• **Provided data**
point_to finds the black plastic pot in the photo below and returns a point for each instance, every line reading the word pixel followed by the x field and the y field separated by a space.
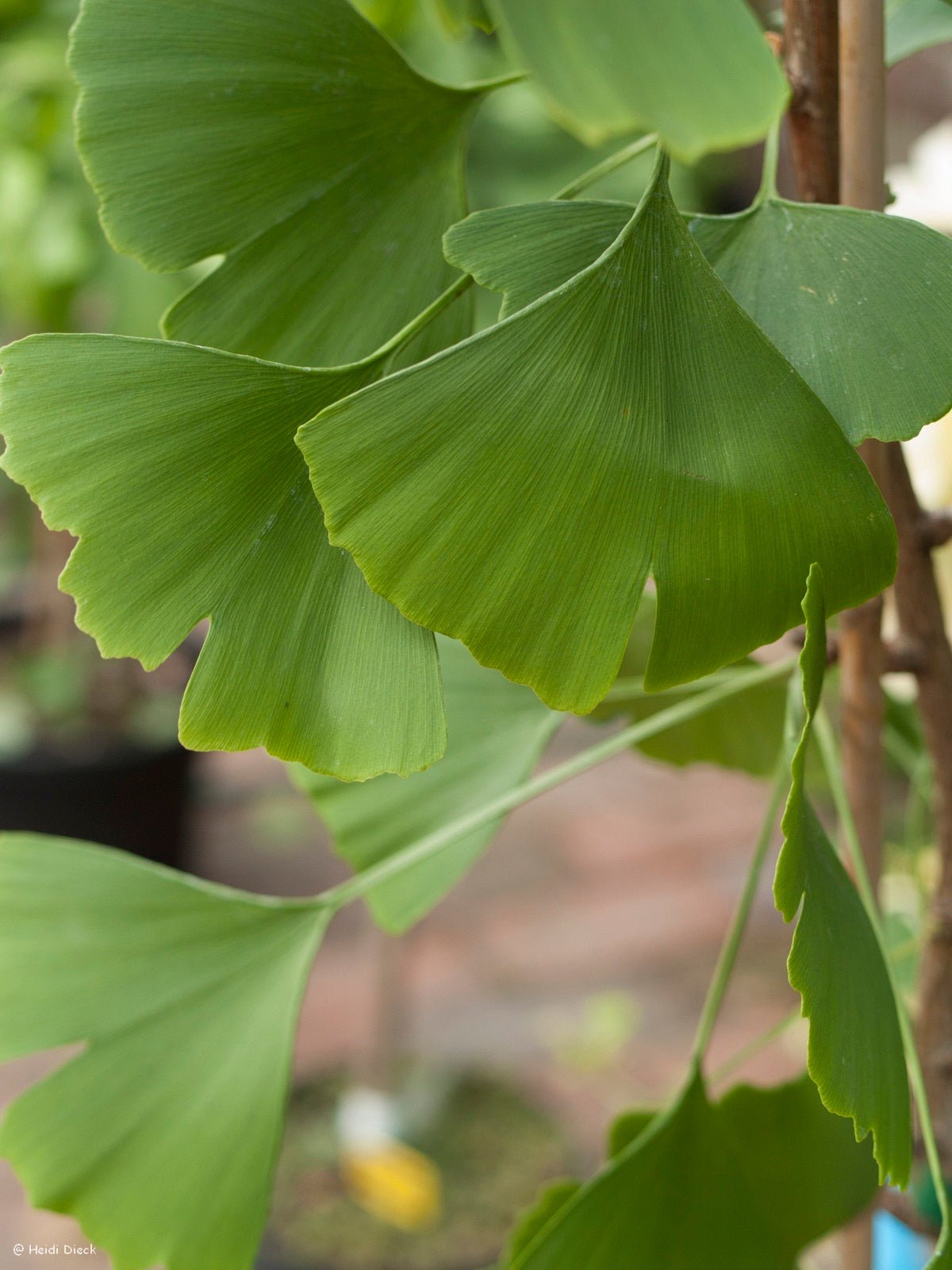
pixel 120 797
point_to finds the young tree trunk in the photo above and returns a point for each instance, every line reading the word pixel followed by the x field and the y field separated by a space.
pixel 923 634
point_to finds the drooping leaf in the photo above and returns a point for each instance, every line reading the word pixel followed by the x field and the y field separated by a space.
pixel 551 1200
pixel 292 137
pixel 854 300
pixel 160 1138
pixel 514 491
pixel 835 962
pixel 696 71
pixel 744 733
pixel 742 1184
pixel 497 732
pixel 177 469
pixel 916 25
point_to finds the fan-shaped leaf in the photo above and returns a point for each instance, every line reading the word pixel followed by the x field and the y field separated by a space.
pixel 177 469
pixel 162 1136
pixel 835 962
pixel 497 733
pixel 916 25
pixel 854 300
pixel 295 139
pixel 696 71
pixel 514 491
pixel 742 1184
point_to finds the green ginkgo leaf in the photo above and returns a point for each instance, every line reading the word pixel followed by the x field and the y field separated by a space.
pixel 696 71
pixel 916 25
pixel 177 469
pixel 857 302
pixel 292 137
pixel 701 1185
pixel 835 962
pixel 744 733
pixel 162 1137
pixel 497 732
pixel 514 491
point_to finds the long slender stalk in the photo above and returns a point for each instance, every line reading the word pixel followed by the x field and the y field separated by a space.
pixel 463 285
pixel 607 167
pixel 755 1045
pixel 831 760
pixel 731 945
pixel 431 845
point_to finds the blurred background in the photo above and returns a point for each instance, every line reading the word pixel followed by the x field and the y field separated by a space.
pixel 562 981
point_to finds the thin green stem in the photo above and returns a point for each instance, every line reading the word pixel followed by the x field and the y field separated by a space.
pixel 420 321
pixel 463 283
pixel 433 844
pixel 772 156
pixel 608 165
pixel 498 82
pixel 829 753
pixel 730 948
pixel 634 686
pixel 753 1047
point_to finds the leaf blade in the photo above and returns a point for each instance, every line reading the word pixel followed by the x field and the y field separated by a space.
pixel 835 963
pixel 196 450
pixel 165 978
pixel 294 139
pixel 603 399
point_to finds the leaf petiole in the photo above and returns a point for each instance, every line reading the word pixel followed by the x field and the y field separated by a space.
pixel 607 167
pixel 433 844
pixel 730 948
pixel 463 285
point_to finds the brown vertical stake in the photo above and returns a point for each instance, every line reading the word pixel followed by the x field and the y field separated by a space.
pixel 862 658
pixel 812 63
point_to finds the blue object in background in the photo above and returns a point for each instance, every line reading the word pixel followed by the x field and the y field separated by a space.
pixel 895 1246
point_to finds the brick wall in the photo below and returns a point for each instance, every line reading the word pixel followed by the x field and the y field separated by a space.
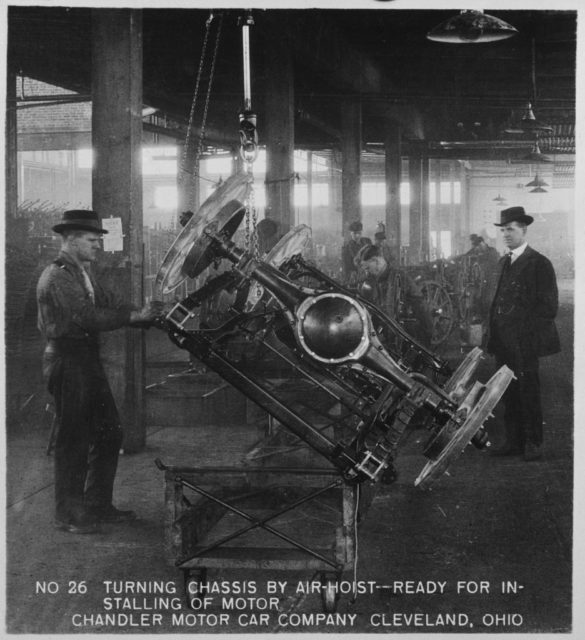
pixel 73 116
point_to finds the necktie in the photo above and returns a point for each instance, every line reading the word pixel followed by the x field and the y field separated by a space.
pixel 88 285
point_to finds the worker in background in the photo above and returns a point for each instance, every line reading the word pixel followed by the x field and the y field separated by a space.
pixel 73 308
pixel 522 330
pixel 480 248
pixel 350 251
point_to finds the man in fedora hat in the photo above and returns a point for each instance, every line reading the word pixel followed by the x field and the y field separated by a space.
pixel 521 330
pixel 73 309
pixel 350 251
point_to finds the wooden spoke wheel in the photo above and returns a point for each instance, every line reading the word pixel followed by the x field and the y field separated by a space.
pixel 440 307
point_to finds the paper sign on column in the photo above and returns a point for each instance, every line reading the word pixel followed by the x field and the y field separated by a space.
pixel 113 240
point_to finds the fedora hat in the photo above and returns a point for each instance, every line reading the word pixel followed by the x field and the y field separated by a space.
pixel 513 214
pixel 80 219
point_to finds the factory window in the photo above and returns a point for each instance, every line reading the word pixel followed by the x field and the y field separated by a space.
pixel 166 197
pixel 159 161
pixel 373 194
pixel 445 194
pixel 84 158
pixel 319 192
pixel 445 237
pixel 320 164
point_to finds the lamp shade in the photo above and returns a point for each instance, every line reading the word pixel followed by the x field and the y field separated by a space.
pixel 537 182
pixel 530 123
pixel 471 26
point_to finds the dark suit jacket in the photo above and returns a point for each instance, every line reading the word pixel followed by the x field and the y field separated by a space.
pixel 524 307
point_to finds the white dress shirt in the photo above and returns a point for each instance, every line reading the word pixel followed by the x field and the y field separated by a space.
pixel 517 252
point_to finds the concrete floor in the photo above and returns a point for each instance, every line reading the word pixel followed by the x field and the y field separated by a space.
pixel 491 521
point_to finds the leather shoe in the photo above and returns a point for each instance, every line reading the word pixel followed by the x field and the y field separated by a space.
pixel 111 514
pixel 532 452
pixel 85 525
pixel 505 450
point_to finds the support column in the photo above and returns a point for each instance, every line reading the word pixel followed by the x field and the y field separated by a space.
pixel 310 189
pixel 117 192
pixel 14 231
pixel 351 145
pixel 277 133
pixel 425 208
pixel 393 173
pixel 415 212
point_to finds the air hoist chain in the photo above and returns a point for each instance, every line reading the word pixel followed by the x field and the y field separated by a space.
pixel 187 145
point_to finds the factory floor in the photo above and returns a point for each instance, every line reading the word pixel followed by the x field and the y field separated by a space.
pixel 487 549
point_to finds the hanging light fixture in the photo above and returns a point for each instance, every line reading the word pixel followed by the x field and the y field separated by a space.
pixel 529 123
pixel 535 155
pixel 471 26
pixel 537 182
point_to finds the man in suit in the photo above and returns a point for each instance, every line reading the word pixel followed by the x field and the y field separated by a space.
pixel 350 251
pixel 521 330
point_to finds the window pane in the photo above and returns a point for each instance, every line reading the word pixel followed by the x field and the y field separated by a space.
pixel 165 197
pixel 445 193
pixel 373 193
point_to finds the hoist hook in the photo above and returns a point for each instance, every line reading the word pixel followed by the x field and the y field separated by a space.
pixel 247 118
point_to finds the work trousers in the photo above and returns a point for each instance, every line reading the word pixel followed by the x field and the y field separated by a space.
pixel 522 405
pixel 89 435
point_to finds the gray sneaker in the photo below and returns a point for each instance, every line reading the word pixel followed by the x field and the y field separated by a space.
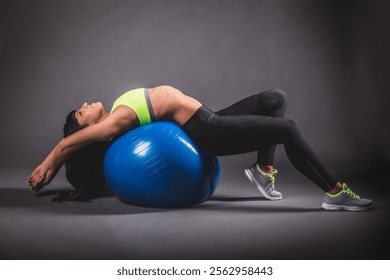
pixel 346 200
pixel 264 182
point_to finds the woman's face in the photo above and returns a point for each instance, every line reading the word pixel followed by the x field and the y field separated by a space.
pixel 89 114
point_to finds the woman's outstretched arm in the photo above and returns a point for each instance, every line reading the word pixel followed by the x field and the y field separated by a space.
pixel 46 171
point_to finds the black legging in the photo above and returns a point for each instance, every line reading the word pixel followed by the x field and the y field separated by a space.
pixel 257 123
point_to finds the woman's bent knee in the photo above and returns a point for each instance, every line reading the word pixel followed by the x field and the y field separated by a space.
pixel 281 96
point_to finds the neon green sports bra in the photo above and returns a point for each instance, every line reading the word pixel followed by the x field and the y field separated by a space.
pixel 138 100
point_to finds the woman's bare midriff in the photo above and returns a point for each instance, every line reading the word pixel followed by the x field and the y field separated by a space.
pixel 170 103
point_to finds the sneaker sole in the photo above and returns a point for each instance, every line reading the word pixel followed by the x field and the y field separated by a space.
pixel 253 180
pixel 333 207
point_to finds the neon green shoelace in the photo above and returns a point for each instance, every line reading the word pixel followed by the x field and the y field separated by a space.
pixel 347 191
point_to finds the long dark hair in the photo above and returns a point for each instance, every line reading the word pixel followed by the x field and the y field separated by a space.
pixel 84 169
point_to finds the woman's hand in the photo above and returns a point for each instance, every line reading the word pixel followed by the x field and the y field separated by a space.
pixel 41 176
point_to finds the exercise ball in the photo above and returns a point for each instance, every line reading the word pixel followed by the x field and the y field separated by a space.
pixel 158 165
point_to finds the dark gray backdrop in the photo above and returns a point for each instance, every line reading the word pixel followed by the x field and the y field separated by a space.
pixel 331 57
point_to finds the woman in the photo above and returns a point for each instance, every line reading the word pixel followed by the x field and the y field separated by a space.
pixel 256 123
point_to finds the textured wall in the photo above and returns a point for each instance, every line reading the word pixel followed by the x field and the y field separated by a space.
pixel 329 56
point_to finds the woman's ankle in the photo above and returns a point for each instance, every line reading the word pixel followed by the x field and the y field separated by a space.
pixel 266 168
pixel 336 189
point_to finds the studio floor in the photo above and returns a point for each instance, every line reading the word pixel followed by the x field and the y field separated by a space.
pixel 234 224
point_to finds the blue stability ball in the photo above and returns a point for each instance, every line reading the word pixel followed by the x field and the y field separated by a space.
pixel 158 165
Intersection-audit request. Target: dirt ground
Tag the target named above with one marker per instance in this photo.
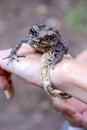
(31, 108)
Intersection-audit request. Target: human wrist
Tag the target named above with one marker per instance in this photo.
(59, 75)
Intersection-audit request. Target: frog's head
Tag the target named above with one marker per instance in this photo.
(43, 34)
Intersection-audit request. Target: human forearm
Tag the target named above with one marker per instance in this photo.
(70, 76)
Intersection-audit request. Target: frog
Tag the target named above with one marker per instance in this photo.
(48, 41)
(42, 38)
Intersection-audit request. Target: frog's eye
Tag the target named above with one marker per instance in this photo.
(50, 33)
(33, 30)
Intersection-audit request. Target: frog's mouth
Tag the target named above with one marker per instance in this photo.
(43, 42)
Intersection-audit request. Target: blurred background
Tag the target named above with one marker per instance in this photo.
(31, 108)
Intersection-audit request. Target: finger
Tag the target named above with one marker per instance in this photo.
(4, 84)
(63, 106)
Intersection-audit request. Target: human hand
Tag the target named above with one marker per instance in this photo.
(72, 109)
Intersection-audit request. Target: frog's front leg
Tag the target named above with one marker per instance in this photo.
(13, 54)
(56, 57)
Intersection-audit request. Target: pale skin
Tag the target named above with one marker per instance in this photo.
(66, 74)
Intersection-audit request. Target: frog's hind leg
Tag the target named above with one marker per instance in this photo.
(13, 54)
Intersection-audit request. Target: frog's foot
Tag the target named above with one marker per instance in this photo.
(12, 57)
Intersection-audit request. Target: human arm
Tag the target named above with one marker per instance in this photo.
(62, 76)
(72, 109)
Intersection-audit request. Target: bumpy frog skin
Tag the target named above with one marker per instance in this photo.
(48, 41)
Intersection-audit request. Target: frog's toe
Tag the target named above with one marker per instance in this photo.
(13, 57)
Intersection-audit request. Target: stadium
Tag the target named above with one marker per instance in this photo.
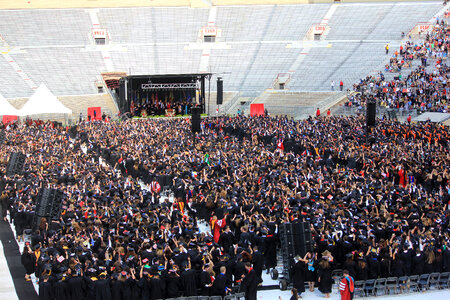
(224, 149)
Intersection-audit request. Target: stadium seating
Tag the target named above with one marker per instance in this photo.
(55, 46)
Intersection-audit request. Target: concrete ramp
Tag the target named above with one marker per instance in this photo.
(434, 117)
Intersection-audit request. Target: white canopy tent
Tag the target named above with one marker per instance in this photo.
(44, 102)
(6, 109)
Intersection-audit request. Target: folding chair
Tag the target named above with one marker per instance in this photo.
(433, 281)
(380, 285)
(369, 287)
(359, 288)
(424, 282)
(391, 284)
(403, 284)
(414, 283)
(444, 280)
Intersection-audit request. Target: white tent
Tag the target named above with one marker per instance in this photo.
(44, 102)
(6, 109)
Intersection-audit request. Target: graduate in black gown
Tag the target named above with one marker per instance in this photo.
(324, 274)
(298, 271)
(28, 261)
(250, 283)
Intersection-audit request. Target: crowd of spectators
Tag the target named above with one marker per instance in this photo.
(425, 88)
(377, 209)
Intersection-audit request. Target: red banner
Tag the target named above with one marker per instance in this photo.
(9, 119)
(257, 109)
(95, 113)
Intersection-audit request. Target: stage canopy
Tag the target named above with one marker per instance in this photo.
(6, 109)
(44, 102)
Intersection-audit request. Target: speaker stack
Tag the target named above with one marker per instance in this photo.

• **Task instructions**
Edit the records from the line with "point_to finds the hoist" to the line with "pixel 46 171" so that "work trousers" reads "work pants", leaving everything else unchanged. Give only those lines, and leave out the picture.

• **Worked answer**
point_to finds the hoist hook in the photo above and returns a point for each instance, every line reading the word pixel followed by the x field and the y field separated by a space.
pixel 247 118
point_to finds the work pants in the photo above and returns a point for each instance, every line reading the word pixel followed by the x field and the y field separated by a space.
pixel 522 405
pixel 89 435
point_to finds the gray sneaker in the photo below and returns a point for each instance, every line reading the word pixel followed by the x field and the y field separated by a space.
pixel 346 200
pixel 264 182
point_to finds the woman's face in the photo above and returns a point for each instance, every line reading the word pixel followed by the x field and the y field separated by a space.
pixel 89 114
point_to finds the woman's outstretched arm in the photo above and returns a point for each instance, every line reading the word pixel followed by the x field and the y field separated by a space.
pixel 46 171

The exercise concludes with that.